● DOCUMENT SEGMENT
________________

Information
- Established: 1802
- Closed: 2022
- Age: 3 months to 16 years

= Heathland School =

School in Lancashire, England

Heathland School was an independent school situated in Accrington, Lancashire in England. The school accepted children from the age of three months in the nursery area, up to the age of sixteen.

== Departments ==
The school was split into four "departments".
- Baby Unit - Children from the age of three months to two years
- Nursery - Children from the age of two years to four years
- Junior School - Children from the age of four years to eleven years. Key Stages One and Two were studied.
- Senior School - Children from the age of eleven years to sixteen years. Key Stage Three and GCSEs were studied.

== History ==
The school was built in 1802 as an all-girls school. In 1889 the old school building was demolished. A new home was built in 1900 by Sir George Watson MacAlpine. The surrounding gardens were designed by T. H. Mawson. This was later used as a rest home for the elderly.

The school closed in 2022 after suffering financial losses as a result of the COVID-19 pandemic. Students were invited to move to Moorland School in Clitheroe, along with some of the teachers.

== Curriculum ==
Both the junior and senior school studied Mathematics, English, Science, History, Geography, French, Music, IT, PE and Art and Design. Most of these subjects could also be taken at GCSE.

________________

● GIVEN ENTRIES
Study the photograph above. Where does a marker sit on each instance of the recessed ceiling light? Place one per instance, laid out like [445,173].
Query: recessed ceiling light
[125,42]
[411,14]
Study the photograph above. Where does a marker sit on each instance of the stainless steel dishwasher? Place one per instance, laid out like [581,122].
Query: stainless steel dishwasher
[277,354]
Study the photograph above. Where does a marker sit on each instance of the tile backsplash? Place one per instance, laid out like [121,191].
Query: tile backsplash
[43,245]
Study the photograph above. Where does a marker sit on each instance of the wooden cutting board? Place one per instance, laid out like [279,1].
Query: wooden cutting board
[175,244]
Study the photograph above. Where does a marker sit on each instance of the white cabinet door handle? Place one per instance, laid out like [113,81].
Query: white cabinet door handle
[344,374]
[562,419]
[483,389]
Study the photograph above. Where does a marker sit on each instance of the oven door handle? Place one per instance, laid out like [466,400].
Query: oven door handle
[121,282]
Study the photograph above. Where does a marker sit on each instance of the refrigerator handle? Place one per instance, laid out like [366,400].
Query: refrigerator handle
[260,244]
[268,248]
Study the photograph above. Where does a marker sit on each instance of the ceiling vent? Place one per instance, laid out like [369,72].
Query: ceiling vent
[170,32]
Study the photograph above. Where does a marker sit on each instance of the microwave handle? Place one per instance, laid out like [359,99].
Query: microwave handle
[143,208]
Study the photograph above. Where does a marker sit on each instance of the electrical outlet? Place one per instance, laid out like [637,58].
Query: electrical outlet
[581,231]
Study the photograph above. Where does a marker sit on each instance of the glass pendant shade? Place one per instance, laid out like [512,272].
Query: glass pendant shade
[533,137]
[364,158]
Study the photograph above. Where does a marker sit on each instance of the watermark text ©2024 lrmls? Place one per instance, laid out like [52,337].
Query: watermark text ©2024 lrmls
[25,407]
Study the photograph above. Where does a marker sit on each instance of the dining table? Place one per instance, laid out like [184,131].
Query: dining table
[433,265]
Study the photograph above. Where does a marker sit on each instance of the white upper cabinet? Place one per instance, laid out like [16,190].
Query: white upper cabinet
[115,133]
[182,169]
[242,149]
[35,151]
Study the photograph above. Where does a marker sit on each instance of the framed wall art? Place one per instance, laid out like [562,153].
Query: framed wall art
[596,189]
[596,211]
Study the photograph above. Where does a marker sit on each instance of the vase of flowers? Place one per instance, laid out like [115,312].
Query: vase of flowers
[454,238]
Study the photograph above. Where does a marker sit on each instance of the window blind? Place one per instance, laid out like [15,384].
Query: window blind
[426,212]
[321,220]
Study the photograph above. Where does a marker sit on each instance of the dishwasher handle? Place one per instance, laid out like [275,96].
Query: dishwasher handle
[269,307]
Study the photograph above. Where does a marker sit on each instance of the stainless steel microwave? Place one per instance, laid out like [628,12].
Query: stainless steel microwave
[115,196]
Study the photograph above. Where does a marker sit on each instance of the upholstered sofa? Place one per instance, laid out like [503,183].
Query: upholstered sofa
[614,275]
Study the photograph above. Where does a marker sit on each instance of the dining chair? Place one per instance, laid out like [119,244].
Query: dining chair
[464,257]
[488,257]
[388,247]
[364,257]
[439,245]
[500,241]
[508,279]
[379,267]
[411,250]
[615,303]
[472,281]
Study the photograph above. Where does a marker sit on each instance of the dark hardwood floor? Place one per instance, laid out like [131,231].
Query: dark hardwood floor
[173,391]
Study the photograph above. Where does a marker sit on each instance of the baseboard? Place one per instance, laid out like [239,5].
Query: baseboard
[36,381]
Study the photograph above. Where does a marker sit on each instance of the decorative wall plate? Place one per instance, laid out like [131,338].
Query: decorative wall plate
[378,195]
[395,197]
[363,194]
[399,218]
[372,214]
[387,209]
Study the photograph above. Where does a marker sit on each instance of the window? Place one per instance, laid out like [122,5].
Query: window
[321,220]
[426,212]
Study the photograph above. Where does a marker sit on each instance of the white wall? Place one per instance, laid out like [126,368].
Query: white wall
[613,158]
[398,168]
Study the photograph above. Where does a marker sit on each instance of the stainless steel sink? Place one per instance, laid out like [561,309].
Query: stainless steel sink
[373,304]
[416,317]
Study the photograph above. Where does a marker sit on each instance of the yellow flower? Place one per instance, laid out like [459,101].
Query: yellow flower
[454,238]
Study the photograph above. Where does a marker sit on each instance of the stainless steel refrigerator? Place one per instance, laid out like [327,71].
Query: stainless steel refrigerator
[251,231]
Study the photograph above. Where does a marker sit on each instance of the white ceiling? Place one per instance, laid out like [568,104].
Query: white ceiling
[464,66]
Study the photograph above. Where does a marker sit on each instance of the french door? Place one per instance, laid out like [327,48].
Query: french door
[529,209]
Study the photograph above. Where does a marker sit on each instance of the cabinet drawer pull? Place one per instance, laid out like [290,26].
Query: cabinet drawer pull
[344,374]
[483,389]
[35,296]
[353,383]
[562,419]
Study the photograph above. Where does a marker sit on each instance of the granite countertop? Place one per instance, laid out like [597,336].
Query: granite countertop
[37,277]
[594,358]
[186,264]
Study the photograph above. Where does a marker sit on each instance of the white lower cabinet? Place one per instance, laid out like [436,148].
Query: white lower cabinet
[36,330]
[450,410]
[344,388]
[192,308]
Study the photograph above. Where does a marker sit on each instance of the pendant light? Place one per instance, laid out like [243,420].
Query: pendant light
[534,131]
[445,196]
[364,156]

________________

● THINGS TO DO
#1 According to the Heathland School article, who designed the gardens around the new home built in 1900?
#2 Translate this sentence from the Heathland School article into Spanish: "The school closed in 2022 after suffering financial losses as a result of the COVID-19 pandemic."
#3 Retype the part of the Heathland School article starting at "- Baby Unit" and ending at "GCSEs were studied.", without changing anything.

● OUTPUTS IN ORDER
#1 T. H. Mawson

#2 La escuela cerró en 2022 tras sufrir pérdidas económicas a causa de la pandemia de COVID-19.

#3
- Baby Unit - Children from the age of three months to two years
- Nursery - Children from the age of two years to four years
- Junior School - Children from the age of four years to eleven years. Key Stages One and Two were studied.
- Senior School - Children from the age of eleven years to sixteen years. Key Stage Three and GCSEs were studied.